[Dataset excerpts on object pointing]
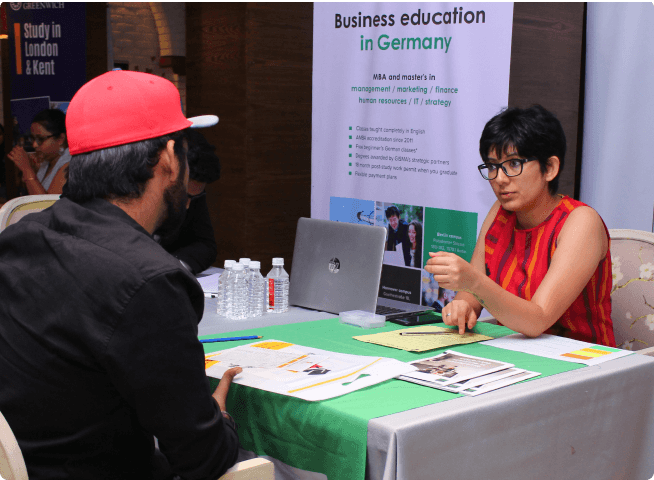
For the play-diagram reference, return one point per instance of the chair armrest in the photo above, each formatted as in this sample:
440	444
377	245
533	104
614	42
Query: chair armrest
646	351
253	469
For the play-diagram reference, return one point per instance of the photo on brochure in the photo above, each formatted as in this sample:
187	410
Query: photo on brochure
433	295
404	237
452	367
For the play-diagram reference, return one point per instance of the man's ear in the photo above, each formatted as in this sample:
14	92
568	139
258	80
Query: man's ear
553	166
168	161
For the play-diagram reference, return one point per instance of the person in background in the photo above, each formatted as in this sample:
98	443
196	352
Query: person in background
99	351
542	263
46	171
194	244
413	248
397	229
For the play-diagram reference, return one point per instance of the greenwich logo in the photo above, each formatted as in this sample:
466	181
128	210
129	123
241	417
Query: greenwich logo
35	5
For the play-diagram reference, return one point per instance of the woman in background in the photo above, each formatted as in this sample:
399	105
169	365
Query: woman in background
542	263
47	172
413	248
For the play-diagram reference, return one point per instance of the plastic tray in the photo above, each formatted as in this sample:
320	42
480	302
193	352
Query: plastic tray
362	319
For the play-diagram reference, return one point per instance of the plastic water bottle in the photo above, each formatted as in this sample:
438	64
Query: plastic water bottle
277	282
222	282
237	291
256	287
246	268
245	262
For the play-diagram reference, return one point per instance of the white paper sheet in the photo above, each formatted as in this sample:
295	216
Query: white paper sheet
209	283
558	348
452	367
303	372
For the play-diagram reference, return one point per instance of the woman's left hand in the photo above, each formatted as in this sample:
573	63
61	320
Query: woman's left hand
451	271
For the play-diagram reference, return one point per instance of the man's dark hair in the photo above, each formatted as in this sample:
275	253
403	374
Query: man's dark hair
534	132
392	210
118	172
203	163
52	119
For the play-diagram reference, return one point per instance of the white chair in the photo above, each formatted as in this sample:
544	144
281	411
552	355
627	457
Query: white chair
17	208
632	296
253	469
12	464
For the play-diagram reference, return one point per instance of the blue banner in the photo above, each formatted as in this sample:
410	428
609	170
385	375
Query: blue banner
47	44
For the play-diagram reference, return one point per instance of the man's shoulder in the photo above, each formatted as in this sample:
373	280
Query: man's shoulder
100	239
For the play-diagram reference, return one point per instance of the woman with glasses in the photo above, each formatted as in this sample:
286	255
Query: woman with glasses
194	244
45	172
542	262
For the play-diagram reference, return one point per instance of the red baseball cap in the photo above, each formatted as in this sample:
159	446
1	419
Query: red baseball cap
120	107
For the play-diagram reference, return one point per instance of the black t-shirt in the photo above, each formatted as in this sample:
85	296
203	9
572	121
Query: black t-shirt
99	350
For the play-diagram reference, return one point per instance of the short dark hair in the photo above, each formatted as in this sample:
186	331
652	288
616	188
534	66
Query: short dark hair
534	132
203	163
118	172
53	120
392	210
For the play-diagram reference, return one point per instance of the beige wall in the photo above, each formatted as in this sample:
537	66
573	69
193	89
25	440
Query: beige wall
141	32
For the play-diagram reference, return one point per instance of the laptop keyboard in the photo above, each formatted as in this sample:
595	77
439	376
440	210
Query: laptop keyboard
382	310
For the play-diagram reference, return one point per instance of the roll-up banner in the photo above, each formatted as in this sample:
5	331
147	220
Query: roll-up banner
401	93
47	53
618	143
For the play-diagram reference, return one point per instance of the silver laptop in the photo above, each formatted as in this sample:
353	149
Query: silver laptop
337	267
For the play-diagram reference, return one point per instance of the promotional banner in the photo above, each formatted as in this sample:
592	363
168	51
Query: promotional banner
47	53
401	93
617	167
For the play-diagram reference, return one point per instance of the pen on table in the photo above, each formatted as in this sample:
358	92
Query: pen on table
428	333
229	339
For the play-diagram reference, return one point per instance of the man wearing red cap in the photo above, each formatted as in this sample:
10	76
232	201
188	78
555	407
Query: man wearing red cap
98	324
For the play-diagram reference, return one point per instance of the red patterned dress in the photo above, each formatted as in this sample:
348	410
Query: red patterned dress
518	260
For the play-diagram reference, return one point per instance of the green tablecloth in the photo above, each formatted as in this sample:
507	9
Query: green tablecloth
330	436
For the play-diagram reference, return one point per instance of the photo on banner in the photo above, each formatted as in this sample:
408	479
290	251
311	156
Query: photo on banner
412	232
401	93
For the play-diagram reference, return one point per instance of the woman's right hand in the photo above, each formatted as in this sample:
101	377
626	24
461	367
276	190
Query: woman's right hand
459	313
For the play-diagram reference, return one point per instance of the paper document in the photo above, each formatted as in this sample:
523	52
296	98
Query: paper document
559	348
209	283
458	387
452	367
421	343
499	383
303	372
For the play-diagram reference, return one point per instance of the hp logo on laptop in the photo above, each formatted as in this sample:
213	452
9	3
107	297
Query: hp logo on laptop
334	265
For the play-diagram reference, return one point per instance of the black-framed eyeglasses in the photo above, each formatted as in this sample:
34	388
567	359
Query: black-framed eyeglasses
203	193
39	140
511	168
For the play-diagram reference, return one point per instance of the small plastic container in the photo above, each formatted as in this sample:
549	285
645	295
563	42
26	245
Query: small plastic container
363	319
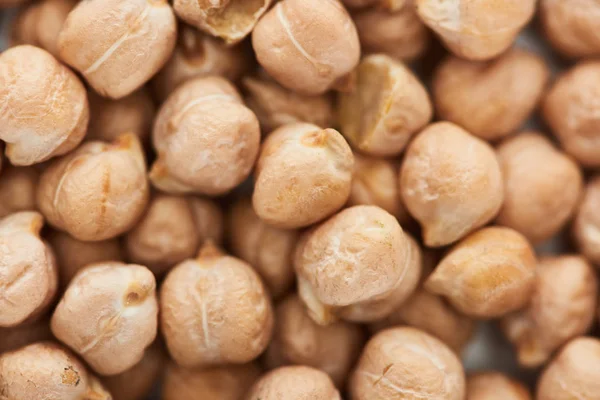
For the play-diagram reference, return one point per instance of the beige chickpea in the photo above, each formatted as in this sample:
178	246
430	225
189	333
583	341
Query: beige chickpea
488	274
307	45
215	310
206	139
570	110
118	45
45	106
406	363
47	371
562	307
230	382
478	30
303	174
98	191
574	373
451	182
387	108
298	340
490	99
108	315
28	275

---

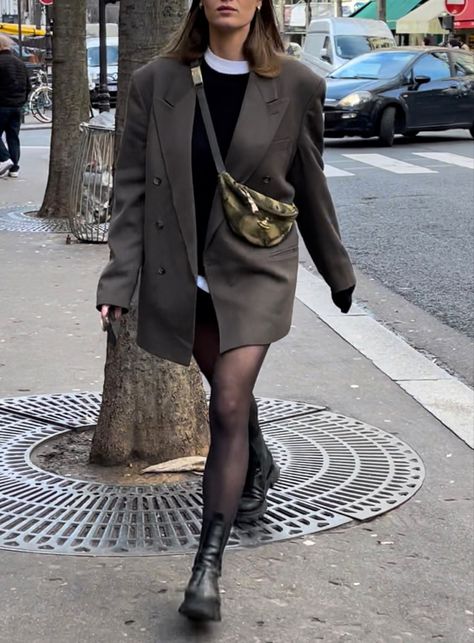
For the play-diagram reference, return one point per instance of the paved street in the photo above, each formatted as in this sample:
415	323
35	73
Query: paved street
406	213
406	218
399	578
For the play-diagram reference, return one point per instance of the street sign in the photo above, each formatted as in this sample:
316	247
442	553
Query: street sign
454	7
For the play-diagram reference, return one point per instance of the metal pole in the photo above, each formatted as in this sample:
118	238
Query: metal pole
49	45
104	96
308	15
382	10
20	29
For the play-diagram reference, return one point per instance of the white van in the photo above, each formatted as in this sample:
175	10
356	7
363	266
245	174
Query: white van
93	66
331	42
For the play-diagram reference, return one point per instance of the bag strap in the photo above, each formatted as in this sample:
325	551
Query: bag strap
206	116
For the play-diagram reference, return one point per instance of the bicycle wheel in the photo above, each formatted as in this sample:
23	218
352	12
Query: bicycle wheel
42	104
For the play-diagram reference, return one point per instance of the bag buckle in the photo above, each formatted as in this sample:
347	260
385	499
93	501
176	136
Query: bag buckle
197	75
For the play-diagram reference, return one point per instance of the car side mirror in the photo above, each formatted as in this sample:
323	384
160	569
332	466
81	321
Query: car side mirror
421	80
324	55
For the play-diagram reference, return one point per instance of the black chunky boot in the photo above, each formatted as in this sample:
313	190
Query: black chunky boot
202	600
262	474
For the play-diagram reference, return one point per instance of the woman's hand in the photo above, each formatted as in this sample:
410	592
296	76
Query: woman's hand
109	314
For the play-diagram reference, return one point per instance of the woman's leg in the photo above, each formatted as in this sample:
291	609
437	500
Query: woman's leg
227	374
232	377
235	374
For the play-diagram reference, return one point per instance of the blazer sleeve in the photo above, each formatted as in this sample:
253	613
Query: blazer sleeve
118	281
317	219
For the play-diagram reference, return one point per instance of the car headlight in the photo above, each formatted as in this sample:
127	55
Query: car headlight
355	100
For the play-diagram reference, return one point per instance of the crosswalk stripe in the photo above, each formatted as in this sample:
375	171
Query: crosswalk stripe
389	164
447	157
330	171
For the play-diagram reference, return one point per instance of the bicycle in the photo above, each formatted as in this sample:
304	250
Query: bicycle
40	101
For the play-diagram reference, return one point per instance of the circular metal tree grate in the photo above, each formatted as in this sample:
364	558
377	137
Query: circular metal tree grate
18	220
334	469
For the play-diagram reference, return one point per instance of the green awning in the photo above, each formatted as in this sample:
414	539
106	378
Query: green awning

● Set exercise
Rewrite everything from the line containing "the woman's hand" down to the line containing "Query: green awning", putting "coaching diagram" wherever "play-diagram reference" appears and keeping all else the same. Return only those lines.

● Written answer
For the coaching diagram, return one point per instance of the woman's hand in the photo above, each formatted as in this sample:
410	592
296	76
Query: woman's hand
109	314
For the coaching diagram, return one point per instance of the woman's leg in the photo above, each formatted as in this sample:
291	609
437	500
Query: woman's leg
227	374
232	377
235	374
For the coaching diagram, return one point per instance of the blazer sleeve in the photo above, each formatted as in this sample:
253	613
Query: blazer sleeve
118	281
317	219
For the coaching diagram, return one point per instance of the car headlight in the photo above, each formatted as in this sample:
127	55
Query: car headlight
355	100
For the coaching diagram, return one point per instance of the crosswalk stripe in the photo above, each formatted as in this sample:
375	171
Query: crosswalk stripe
389	164
447	157
330	171
For the coaching diagram, return one point per instance of the bicycle in the photo above, each formatted as in this sample:
304	250
Query: bicycle
40	101
For the coaching diagram, return one point per instance of the circular metal tree grate in the photo above, each formatted as in this sample:
364	558
377	137
Query: circular metal tree grate
18	220
334	469
For the coaching diagram, return one point per instance of the green awning in the photo above, each formatted as in this sample:
414	539
106	378
Query: green awning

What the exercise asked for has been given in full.